--- begin RECORD SET ---

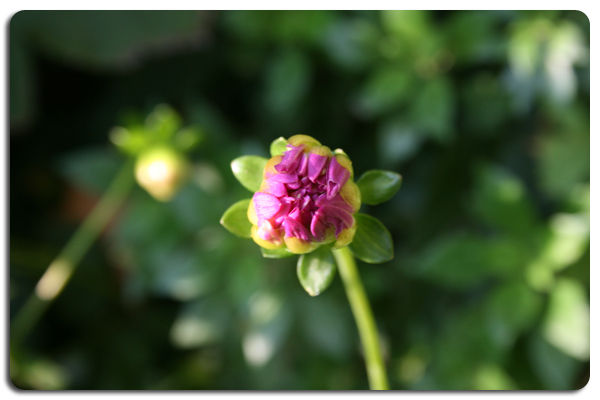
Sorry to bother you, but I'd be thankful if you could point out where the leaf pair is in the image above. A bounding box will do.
[298,214,394,296]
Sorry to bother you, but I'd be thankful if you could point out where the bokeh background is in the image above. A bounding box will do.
[9,11,590,390]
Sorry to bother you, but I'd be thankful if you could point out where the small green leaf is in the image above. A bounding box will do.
[260,247,294,258]
[231,156,267,192]
[174,127,203,151]
[350,214,394,264]
[145,104,181,140]
[271,137,287,157]
[297,247,335,296]
[219,199,252,238]
[356,169,402,205]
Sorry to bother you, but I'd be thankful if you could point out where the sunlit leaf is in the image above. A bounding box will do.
[260,247,296,258]
[350,213,394,264]
[220,199,252,238]
[356,169,402,205]
[297,246,336,296]
[270,137,287,157]
[231,156,267,192]
[543,278,590,360]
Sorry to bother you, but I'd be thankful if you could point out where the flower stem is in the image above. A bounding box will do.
[332,246,389,390]
[11,162,133,346]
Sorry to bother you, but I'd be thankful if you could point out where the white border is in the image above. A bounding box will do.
[0,0,600,400]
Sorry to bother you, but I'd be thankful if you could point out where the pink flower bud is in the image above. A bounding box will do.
[248,135,360,254]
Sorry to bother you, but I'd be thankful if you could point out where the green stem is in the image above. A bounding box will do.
[333,246,389,390]
[11,162,133,346]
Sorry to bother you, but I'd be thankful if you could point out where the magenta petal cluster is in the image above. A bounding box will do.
[253,140,356,253]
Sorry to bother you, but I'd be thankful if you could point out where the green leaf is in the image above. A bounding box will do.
[145,104,181,140]
[260,247,294,258]
[350,214,394,264]
[356,169,402,205]
[542,278,590,361]
[270,136,287,157]
[219,199,252,238]
[296,247,335,296]
[231,156,267,192]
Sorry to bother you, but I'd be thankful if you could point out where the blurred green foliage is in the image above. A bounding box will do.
[9,11,590,390]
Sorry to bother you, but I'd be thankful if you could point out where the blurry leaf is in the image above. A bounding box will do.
[231,156,267,192]
[410,234,529,289]
[59,148,121,194]
[242,292,291,367]
[473,364,517,390]
[12,10,202,68]
[409,78,454,143]
[109,126,149,156]
[472,166,537,235]
[11,358,69,390]
[377,120,424,165]
[9,23,37,126]
[528,333,580,390]
[526,213,589,291]
[296,246,335,296]
[350,213,394,264]
[264,51,310,114]
[145,104,181,141]
[484,280,542,348]
[270,137,287,157]
[446,10,511,65]
[324,18,377,70]
[173,127,204,152]
[536,110,590,198]
[170,302,225,349]
[543,278,590,360]
[356,169,402,205]
[148,244,214,301]
[358,65,412,117]
[260,247,296,258]
[381,10,430,43]
[461,73,510,137]
[220,199,252,238]
[432,299,502,390]
[298,296,354,360]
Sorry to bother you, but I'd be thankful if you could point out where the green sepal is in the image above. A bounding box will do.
[260,247,297,258]
[296,246,336,296]
[231,156,267,192]
[350,213,394,264]
[270,136,287,157]
[219,199,252,238]
[356,169,402,205]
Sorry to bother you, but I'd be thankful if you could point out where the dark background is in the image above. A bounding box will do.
[9,11,590,390]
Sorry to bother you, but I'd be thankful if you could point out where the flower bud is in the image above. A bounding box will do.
[248,135,360,254]
[135,146,188,201]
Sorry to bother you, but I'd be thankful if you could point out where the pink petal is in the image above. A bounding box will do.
[253,192,281,220]
[327,157,350,199]
[308,154,327,182]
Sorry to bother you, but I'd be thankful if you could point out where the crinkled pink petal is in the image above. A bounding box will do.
[253,192,281,224]
[275,144,304,172]
[267,173,298,183]
[310,210,327,240]
[283,217,310,241]
[327,157,350,199]
[254,145,354,241]
[308,154,327,182]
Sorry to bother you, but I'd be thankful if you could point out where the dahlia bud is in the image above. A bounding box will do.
[135,147,188,201]
[248,135,360,254]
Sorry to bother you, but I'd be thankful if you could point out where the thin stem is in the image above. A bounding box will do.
[333,246,389,390]
[11,162,133,345]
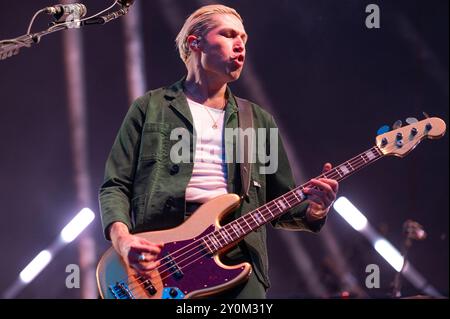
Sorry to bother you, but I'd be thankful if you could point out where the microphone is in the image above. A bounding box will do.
[403,220,427,240]
[81,0,134,25]
[117,0,134,8]
[45,3,87,20]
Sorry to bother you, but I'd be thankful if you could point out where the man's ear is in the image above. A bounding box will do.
[187,35,200,51]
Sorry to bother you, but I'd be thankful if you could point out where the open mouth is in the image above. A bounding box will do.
[232,55,245,66]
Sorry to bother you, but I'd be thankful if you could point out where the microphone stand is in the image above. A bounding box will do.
[0,7,129,60]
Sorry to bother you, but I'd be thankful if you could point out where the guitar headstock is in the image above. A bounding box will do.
[376,117,446,157]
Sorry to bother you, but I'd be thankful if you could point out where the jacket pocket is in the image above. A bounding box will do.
[139,123,170,161]
[131,194,147,230]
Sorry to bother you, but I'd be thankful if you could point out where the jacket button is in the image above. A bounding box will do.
[166,197,174,208]
[170,164,180,175]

--- end RECORD SET ---

Write out again the part that opens with the line containing "where the thin" and closes with the line containing "[187,35,200,51]", moving every bounding-box coordinate up by 34 and keeping all other wording as it is. Leave the pictures out.

RESULT BELOW:
Sorry to bother you, but I'd be thankful if you could point out where the thin stem is in the image above. A bounding box will do.
[367,280,423,424]
[45,196,167,379]
Sorry to bother you, but I'd be thankful if you could point out where the microphone is in the image above. A bounding box will do.
[437,254,461,274]
[115,34,168,59]
[151,34,168,42]
[79,37,121,54]
Sorry to bother you, but I'd be thankful if you could point out where the man's ear is in the image above. A bounding box will do.
[221,69,234,85]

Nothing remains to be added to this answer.